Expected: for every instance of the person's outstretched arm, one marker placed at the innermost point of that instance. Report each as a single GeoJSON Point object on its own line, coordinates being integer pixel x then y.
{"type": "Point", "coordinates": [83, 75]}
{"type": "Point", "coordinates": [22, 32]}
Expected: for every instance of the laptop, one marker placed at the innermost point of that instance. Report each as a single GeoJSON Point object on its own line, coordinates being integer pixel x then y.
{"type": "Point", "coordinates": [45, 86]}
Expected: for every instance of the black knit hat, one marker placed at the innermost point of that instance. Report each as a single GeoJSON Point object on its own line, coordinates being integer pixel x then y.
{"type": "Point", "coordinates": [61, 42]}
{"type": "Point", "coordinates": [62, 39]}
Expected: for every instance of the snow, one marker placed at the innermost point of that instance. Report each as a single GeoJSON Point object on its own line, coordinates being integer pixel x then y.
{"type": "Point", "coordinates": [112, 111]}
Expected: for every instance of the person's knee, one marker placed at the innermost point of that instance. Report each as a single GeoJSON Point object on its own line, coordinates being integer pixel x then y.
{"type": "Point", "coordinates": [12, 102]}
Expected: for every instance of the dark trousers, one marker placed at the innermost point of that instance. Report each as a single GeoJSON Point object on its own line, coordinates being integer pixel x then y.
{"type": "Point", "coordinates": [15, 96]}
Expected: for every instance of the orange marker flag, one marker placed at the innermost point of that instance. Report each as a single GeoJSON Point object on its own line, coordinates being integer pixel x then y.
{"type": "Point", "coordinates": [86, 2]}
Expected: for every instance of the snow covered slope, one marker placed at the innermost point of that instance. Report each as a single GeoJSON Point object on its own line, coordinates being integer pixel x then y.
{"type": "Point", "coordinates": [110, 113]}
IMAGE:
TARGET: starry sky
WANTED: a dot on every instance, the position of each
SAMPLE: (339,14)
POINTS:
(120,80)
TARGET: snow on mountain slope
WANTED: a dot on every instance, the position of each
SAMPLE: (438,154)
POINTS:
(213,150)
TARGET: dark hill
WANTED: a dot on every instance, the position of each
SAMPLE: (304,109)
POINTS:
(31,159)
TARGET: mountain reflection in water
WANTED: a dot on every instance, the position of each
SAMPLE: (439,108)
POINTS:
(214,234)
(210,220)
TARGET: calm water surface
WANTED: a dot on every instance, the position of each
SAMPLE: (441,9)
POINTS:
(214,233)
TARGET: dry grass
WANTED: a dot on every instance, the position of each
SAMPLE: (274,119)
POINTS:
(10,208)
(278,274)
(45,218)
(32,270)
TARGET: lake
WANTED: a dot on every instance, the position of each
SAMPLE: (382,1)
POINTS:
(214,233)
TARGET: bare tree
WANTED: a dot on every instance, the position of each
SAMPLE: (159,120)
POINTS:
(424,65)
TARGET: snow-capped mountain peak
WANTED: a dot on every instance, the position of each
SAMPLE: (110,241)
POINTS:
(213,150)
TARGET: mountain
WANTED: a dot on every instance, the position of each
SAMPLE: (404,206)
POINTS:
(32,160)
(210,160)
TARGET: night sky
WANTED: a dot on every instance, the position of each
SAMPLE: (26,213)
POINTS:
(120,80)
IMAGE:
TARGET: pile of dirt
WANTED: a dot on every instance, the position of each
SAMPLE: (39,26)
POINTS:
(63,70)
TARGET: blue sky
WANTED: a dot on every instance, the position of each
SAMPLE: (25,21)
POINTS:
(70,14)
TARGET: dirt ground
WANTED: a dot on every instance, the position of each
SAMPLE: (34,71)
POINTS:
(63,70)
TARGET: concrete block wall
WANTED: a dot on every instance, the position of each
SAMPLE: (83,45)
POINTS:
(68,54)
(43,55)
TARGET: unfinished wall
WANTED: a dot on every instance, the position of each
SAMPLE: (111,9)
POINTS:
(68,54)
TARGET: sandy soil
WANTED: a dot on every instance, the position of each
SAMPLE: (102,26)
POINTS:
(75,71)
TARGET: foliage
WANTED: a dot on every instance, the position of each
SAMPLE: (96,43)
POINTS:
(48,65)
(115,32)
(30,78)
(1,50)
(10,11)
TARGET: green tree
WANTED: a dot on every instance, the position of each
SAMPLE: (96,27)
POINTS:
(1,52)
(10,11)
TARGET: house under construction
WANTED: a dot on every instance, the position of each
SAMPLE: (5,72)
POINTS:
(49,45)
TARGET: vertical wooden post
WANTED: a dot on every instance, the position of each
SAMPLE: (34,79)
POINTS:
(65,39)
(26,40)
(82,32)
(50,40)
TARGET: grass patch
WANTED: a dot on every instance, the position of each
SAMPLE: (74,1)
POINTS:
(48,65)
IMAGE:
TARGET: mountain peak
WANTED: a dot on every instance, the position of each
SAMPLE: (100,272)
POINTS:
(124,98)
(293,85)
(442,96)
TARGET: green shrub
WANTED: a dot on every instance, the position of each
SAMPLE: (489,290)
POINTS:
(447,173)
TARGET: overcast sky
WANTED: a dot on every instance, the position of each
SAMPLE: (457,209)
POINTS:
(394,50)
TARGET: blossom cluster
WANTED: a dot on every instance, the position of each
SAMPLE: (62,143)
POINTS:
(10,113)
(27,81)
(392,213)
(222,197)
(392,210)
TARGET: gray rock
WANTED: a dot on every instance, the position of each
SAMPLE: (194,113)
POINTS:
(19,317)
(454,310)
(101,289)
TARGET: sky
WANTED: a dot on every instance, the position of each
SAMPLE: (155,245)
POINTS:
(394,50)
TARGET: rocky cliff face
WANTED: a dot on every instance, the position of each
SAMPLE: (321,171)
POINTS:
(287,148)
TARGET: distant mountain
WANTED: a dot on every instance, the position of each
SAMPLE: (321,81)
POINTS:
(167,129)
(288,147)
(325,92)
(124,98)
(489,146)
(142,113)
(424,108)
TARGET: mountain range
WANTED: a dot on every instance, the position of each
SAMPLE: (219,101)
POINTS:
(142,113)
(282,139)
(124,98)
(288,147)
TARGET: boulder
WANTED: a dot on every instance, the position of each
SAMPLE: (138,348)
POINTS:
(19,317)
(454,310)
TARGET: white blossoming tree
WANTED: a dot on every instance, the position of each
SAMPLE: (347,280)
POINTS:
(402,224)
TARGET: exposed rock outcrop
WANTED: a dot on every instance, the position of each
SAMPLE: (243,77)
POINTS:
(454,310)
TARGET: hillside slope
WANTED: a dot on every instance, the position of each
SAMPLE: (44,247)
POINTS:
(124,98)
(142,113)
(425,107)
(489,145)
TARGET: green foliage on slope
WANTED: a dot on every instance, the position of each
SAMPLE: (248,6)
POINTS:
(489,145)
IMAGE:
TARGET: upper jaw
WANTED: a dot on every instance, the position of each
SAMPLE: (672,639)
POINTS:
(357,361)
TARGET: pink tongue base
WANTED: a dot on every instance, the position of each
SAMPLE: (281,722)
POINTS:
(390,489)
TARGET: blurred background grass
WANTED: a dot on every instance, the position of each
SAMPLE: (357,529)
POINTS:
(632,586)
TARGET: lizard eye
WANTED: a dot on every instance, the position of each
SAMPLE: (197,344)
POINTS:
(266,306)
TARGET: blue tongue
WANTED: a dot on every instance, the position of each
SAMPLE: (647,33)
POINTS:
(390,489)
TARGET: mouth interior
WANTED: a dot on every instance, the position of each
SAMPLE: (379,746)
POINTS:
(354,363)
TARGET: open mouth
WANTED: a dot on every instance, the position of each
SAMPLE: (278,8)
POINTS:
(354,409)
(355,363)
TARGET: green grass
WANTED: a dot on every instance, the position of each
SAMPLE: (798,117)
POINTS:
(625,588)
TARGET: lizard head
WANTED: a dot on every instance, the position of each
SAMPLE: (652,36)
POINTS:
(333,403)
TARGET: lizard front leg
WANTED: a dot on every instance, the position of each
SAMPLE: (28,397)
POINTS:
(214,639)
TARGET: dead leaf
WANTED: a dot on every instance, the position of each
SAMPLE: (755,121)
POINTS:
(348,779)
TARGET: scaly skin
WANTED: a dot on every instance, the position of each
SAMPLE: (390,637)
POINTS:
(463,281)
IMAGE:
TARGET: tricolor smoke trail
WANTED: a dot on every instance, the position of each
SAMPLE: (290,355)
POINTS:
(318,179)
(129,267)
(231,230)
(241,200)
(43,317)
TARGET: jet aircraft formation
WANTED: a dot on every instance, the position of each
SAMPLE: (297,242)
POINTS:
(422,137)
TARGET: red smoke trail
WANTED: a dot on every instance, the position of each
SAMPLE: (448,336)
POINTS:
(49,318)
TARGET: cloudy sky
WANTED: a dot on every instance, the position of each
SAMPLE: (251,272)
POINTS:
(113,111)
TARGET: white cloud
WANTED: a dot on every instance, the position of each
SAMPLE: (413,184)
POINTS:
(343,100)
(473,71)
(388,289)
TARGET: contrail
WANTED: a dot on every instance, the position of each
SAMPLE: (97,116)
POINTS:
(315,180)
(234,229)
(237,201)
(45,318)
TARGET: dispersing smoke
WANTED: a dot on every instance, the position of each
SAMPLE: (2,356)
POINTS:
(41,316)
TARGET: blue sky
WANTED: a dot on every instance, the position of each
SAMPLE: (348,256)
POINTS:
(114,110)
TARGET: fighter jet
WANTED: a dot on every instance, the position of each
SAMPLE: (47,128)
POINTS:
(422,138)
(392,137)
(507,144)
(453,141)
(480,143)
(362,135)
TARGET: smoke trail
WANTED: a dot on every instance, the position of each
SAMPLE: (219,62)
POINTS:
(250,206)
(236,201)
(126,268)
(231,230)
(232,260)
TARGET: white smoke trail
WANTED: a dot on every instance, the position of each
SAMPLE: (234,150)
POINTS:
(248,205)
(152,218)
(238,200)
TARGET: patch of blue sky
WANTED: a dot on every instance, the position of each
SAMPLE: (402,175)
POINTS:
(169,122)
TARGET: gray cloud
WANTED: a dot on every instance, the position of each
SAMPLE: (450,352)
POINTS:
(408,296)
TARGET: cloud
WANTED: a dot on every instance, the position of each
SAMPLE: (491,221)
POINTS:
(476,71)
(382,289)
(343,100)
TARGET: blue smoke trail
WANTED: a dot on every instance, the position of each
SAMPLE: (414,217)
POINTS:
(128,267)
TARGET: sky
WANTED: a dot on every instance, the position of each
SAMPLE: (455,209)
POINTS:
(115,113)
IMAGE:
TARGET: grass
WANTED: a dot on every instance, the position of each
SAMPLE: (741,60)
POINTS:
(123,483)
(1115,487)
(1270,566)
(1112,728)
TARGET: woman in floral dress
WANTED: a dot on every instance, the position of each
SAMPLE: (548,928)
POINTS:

● EXERCISE REQUIREMENTS
From the records above, copy only the lines starting with the line that holds "SAMPLE: (404,206)" and going on through the line that holds "SAMPLE: (155,245)", exactly as written.

● SOLUTION TO THIS PROBLEM
SAMPLE: (404,206)
POINTS:
(32,160)
(210,160)
TARGET: night sky
WANTED: a dot on every instance, the position of each
SAMPLE: (26,213)
POINTS:
(120,80)
IMAGE:
TARGET: pile of dirt
WANTED: a dot on every instance, the position of each
SAMPLE: (39,26)
POINTS:
(63,70)
TARGET: blue sky
WANTED: a dot on every instance, the position of each
SAMPLE: (25,21)
POINTS:
(70,14)
TARGET: dirt ground
WANTED: a dot on every instance, the position of each
SAMPLE: (34,71)
POINTS:
(63,70)
TARGET: concrete block wall
WANTED: a dot on every instance, the position of each
SAMPLE: (83,45)
POINTS:
(68,54)
(43,55)
TARGET: unfinished wall
WANTED: a dot on every instance, the position of each
SAMPLE: (111,9)
POINTS:
(68,54)
TARGET: sandy soil
WANTED: a dot on every instance, the position of each
SAMPLE: (102,26)
POINTS:
(75,71)
TARGET: foliage
WANTED: a dot on every instance, the position of each
SAMPLE: (96,43)
POINTS:
(48,65)
(115,32)
(30,78)
(1,50)
(10,11)
TARGET: green tree
WANTED: a dot on every instance, the position of each
SAMPLE: (96,27)
POINTS:
(1,52)
(10,11)
TARGET: house under construction
WANTED: a dot on every instance, the position of each
SAMPLE: (5,72)
POINTS:
(49,45)
TARGET: vertical wooden post
WANTED: a dot on every instance, the position of each
SAMPLE: (34,79)
POINTS:
(65,39)
(26,40)
(82,32)
(50,40)
TARGET: grass patch
WANTED: a dot on every instance, the position of each
SAMPLE: (74,1)
POINTS:
(48,65)
IMAGE:
TARGET: mountain peak
WANTED: a dot on every instance, the position of each
SAMPLE: (100,272)
POINTS:
(124,98)
(293,85)
(442,96)
TARGET: green shrub
WANTED: a dot on every instance, the position of each
SAMPLE: (489,290)
POINTS:
(447,173)
TARGET: overcast sky
WANTED: a dot on every instance, the position of each
SAMPLE: (457,209)
POINTS:
(394,50)
TARGET: blossom cluster
WANTED: a dot on every instance, the position of each
SAMPLE: (62,143)
POINTS:
(10,113)
(27,81)
(392,213)
(222,197)
(392,210)
TARGET: gray rock
WANTED: a dot on every instance, the position of each
SAMPLE: (194,113)
POINTS:
(19,317)
(454,310)
(101,289)
TARGET: sky
WANTED: a dot on every instance, the position of each
SAMPLE: (155,245)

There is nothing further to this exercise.